**WHAT IS EXPECTED:** Format the records between the line holding "petal, giving x and y for each instance?" and the line holding "surface, giving x and y for each instance?", inclusive, as a numbered list with blank lines removed.

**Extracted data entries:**
<<<<
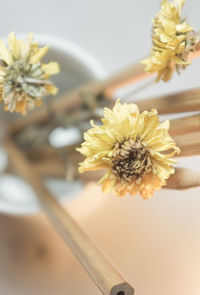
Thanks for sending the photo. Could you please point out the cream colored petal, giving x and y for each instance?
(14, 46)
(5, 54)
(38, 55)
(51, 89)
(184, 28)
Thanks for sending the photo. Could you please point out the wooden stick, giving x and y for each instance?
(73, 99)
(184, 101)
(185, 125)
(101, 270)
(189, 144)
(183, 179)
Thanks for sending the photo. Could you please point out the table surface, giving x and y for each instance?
>>>>
<<<<
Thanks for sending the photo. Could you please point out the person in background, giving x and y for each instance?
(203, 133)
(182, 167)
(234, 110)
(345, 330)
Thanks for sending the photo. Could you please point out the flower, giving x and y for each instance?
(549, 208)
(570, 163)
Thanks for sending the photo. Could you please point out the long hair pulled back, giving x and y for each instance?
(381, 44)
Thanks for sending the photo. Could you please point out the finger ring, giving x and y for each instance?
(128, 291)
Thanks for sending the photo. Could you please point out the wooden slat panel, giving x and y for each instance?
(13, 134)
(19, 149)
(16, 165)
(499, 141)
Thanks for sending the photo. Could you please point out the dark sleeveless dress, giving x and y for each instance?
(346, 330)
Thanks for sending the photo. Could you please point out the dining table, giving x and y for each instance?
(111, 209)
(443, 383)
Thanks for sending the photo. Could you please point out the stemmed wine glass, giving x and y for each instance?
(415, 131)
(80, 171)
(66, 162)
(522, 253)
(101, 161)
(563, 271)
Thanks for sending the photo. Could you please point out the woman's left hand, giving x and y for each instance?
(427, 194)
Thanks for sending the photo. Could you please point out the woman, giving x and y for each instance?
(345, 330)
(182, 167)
>>>>
**EXPECTED ANSWER:**
1. Thanks for sending the photo. Could you please point out the cream colored petal, giving x and y for each instance?
2. (14, 46)
3. (5, 54)
4. (38, 55)
5. (51, 89)
6. (184, 28)
7. Thanks for sending the photo. Could you please point out the wooden stick, giving x and y for each instance?
8. (73, 99)
9. (184, 101)
10. (185, 125)
11. (101, 270)
12. (189, 144)
13. (183, 179)
14. Thanks for sending the photo. Could you please point out the table surface, giving x and y for each instance?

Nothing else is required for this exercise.